** Opening Records supplied block **
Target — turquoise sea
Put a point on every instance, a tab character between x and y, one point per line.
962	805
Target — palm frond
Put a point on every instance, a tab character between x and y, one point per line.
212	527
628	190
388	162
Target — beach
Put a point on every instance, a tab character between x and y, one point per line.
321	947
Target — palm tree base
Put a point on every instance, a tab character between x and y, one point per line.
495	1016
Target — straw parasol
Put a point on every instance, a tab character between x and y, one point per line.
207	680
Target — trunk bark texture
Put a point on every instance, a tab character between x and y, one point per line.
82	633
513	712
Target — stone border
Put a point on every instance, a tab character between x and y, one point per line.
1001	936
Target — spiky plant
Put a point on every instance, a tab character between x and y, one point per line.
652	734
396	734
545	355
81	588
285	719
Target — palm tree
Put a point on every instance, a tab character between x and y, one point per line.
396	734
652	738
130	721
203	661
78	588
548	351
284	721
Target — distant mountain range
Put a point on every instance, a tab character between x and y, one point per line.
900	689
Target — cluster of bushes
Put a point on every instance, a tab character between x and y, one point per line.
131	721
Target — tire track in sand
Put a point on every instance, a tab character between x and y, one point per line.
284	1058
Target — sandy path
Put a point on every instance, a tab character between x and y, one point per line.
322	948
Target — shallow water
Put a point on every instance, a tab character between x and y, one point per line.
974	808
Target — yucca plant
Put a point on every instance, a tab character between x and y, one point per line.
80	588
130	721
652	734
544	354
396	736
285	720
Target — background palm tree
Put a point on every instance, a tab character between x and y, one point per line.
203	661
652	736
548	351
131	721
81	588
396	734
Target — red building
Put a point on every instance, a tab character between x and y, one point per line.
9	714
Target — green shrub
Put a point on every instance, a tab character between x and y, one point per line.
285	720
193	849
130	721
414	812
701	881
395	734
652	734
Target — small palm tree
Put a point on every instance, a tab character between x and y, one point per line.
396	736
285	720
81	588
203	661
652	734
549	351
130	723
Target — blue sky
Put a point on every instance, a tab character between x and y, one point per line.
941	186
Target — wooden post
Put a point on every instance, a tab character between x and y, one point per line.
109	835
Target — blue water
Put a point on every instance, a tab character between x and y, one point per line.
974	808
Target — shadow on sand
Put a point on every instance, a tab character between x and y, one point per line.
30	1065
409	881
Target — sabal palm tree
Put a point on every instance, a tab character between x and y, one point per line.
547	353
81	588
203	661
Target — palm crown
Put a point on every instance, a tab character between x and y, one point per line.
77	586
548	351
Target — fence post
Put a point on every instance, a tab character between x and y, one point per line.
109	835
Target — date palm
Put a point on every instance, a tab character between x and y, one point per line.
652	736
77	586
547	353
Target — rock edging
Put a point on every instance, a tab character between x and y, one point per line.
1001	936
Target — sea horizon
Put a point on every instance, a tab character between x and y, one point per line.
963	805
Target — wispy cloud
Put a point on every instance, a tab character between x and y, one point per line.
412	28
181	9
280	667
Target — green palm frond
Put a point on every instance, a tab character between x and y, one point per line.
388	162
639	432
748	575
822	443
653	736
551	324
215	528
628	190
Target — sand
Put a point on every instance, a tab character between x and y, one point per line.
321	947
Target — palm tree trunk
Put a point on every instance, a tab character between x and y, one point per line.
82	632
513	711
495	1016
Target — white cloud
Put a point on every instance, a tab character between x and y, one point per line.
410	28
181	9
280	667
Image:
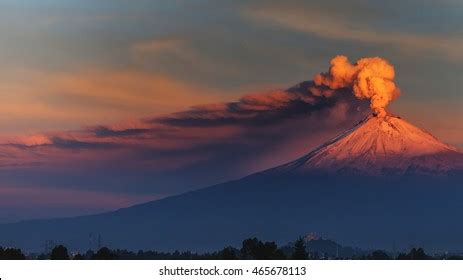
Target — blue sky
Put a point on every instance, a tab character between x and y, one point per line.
71	65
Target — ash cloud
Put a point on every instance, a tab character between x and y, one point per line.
369	78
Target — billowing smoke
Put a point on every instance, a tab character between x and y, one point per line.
369	78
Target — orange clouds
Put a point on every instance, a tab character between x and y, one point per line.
369	78
33	101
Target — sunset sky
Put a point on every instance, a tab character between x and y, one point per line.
108	103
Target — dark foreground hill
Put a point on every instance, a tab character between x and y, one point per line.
383	184
364	211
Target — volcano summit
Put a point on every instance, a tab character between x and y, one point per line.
381	145
384	183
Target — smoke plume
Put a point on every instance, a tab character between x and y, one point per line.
369	78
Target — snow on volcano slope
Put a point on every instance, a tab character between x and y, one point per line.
381	146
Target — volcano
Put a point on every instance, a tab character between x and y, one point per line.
383	184
381	146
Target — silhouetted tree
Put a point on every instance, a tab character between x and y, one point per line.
104	254
59	253
257	250
414	254
378	255
78	257
228	253
299	250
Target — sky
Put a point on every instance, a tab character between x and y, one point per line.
105	104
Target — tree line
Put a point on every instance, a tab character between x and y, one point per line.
251	249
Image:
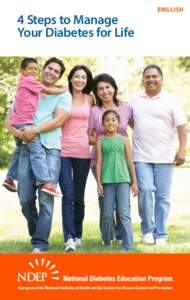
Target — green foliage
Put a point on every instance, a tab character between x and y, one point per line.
126	70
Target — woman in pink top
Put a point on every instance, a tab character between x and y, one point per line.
75	156
105	91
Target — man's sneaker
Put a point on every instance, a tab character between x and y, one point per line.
38	250
10	185
70	245
107	244
148	238
49	189
160	242
78	242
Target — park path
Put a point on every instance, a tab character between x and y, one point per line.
180	198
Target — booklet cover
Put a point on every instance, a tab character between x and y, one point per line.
120	39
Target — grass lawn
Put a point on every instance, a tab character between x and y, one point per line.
14	236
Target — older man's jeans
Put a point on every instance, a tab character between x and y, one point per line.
39	220
154	182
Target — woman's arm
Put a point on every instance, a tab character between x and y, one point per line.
99	167
131	167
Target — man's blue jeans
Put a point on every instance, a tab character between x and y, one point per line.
39	220
37	157
154	182
73	176
117	193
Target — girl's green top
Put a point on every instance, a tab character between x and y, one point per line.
114	161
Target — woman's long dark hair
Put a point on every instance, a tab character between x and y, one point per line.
104	77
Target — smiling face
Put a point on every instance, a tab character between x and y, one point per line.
105	92
51	74
79	80
30	70
111	122
152	81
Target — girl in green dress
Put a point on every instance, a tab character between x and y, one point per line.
115	173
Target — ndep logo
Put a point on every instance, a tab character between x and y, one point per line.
39	271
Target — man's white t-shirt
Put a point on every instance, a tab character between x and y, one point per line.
155	121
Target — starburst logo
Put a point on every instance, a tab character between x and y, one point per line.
40	270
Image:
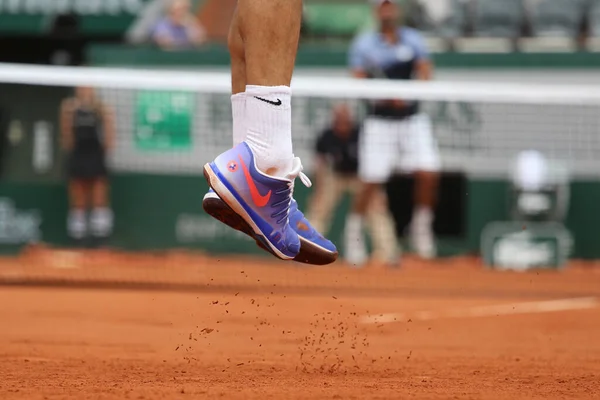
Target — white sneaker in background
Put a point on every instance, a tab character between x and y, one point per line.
422	240
355	247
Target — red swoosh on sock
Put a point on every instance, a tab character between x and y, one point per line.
258	199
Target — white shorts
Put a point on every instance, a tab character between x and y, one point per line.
388	145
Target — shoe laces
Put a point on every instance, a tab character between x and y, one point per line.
296	172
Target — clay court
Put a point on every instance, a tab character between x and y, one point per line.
117	326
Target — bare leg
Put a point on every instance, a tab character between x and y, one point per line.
355	245
102	216
383	232
76	223
426	184
270	30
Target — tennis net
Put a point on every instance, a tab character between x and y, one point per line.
169	123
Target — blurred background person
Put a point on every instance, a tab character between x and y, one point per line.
396	134
336	171
179	28
87	133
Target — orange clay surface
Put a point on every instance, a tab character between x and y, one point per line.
191	326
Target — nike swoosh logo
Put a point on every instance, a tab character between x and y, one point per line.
275	103
257	198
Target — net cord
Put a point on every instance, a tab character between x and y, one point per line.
329	87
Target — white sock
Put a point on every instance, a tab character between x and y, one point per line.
269	128
238	112
422	216
77	224
101	222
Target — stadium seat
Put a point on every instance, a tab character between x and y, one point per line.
593	42
453	23
555	25
556	18
495	26
498	19
336	19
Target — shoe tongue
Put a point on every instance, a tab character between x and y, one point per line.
297	172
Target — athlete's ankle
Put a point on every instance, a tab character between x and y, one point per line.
269	128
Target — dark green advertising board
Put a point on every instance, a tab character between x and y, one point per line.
98	17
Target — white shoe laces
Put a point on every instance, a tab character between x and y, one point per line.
296	172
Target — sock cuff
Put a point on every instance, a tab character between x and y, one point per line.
255	90
238	97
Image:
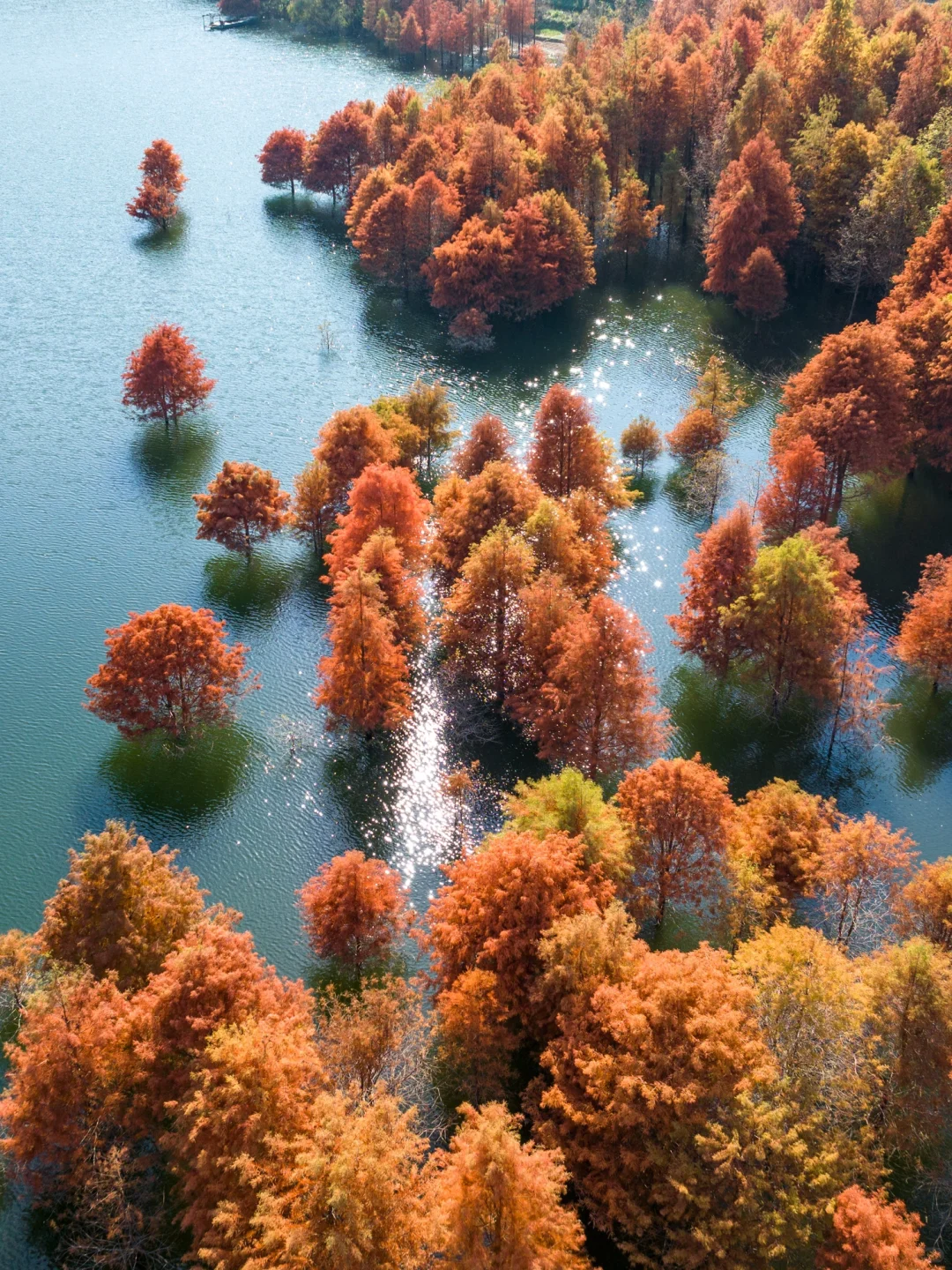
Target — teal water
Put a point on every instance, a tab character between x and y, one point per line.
95	513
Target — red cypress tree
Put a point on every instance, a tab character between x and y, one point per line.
282	159
716	574
598	709
755	206
365	681
164	377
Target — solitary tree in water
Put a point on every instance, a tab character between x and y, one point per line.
156	198
282	159
165	376
244	504
169	669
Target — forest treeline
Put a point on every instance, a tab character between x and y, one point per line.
172	1099
785	138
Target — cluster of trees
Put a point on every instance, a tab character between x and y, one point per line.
163	181
170	1096
816	131
524	556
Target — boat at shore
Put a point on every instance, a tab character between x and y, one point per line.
216	22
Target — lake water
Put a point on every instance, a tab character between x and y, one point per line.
97	519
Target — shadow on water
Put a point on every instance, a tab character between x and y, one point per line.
920	727
893	528
156	240
250	592
179	782
175	461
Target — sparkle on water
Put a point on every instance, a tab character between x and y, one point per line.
97	512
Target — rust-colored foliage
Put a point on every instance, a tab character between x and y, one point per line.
755	206
348	442
212	979
640	1076
365	681
781	828
641	444
381	498
925	639
680	817
566	451
489	442
598	709
282	158
496	905
403	592
169	669
925	906
156	198
495	1201
798	494
873	1233
473	1044
545	606
716	573
164	378
121	908
481	614
244	505
353	909
695	435
351	1197
238	1129
312	504
466	511
862	865
852	398
68	1086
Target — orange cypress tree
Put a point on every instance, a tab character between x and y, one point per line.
716	574
566	451
680	817
311	508
598	709
164	377
365	681
861	863
238	1129
403	592
244	504
852	398
480	615
163	181
498	903
925	907
169	669
648	1099
467	511
870	1233
283	158
925	640
494	1200
121	908
489	442
545	606
353	909
387	499
755	206
348	442
799	492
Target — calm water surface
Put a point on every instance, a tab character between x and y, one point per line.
95	514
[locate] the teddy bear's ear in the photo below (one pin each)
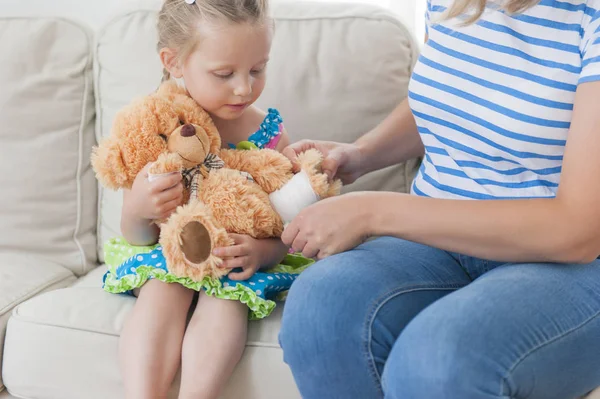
(107, 161)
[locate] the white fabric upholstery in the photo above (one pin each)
(309, 80)
(22, 277)
(48, 202)
(78, 328)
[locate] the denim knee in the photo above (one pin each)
(307, 312)
(438, 355)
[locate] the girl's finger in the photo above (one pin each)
(240, 261)
(170, 194)
(170, 207)
(310, 251)
(245, 275)
(234, 251)
(290, 233)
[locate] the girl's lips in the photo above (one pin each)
(237, 106)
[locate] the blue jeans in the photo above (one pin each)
(396, 319)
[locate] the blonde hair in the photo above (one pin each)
(178, 21)
(474, 8)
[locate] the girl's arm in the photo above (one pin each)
(146, 202)
(564, 229)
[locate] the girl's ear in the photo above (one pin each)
(170, 62)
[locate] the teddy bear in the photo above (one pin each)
(252, 191)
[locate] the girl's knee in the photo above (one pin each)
(162, 294)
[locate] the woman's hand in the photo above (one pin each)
(343, 161)
(250, 254)
(330, 226)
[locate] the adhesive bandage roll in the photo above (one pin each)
(294, 196)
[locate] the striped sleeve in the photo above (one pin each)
(427, 16)
(590, 44)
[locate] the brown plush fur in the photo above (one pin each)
(170, 130)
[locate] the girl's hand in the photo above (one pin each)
(154, 200)
(245, 253)
(330, 226)
(342, 161)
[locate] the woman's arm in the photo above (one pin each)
(564, 229)
(393, 141)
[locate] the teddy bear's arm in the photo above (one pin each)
(167, 162)
(269, 168)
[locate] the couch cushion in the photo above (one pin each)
(49, 196)
(64, 344)
(309, 80)
(22, 277)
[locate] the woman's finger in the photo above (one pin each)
(289, 234)
(299, 243)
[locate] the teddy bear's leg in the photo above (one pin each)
(310, 162)
(305, 188)
(188, 239)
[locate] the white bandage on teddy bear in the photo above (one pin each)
(294, 196)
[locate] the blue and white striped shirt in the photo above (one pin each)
(493, 101)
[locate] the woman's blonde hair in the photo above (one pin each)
(475, 8)
(178, 21)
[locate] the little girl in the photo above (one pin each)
(218, 49)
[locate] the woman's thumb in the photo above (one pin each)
(332, 162)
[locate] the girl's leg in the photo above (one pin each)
(344, 313)
(213, 345)
(150, 344)
(519, 331)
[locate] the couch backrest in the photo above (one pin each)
(336, 71)
(48, 205)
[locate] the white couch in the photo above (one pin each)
(336, 71)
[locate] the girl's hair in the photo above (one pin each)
(178, 21)
(475, 8)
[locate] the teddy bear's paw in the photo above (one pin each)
(195, 243)
(310, 162)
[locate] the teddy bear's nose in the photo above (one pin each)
(188, 130)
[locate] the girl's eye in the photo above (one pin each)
(224, 75)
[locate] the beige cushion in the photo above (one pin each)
(310, 78)
(64, 344)
(22, 277)
(48, 202)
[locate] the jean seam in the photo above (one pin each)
(382, 301)
(540, 346)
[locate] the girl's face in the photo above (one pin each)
(226, 72)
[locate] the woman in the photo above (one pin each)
(497, 297)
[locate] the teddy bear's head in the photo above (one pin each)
(165, 121)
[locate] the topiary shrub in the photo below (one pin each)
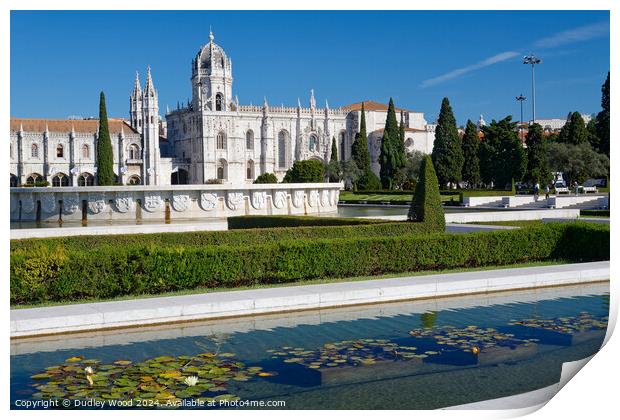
** Closing Records supplied block **
What to work on => Tell how many lines in the data contain the word "water", answering with that number and no other text.

Task result => 8